Trecho apresentado.
........

Segundo um (muito bem humorado e ácido) veterano corretor novaiorquino essa alta inesperada no apagar das luzes deveu-se a uma das seguintes alternativas: a) uma anomalia no momento da digitação da ordem (conhecida como fat finger), b) alguém que perdeu uma ordem de compra e entrou em pânico, c) um contrato físico negociado no último instante e precisava de cobertura; d) asneira pura e simples. Podem escolher.
O executivo de uma usina de alto padrão expressou seu contentamento com o “clima muito favorável com o retorno das chuvas em outubro e em grande quantidade”. Na região em que a usina está localizada ele apurou que “em média choveu 250 milímetros em outubro, contra zero no ano passado”. Essa quantidade de “chuvas no meio de uma safra cuja colheita estava bem adiantada, pode ser um fator muito positivo para o ano que vem”, continua ele.
“Novembro está indo muito bem também, chovendo pouco acima da média e bem mais do que o volume observado ano passado. Estamos ficando mais animados com relação à produtividade da próxima safra, pessoal falando em 10% a mais”. Se essa percepção se estender às outras regiões, o spread maio/julho em NY vai começar a refletir rapidamente esse novo possível cenário.

........

Tarefas.
A. Liste as alternativas que, segundo o veterano corretor novaiorquino citado no trecho, explicariam a alta inesperada no apagar das luzes.
B. Transcreva do trecho a passagem que começa em "Segundo um (muito" e segue até "simples. Podem escolher.".

Dados.
........

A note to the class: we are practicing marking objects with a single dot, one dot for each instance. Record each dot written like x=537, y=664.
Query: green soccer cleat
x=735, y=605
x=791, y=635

........

Exercício resolvido.
A.
- uma anomalia no momento da digitação da ordem (conhecida como fat finger)
- alguém que perdeu uma ordem de compra e entrou em pânico
- um contrato físico negociado no último instante e precisava de cobertura
- asneira pura e simples

B.
Segundo um (muito bem humorado e ácido) veterano corretor novaiorquino essa alta inesperada no apagar das luzes deveu-se a uma das seguintes alternativas: a) uma anomalia no momento da digitação da ordem (conhecida como fat finger), b) alguém que perdeu uma ordem de compra e entrou em pânico, c) um contrato físico negociado no último instante e precisava de cobertura; d) asneira pura e simples. Podem escolher.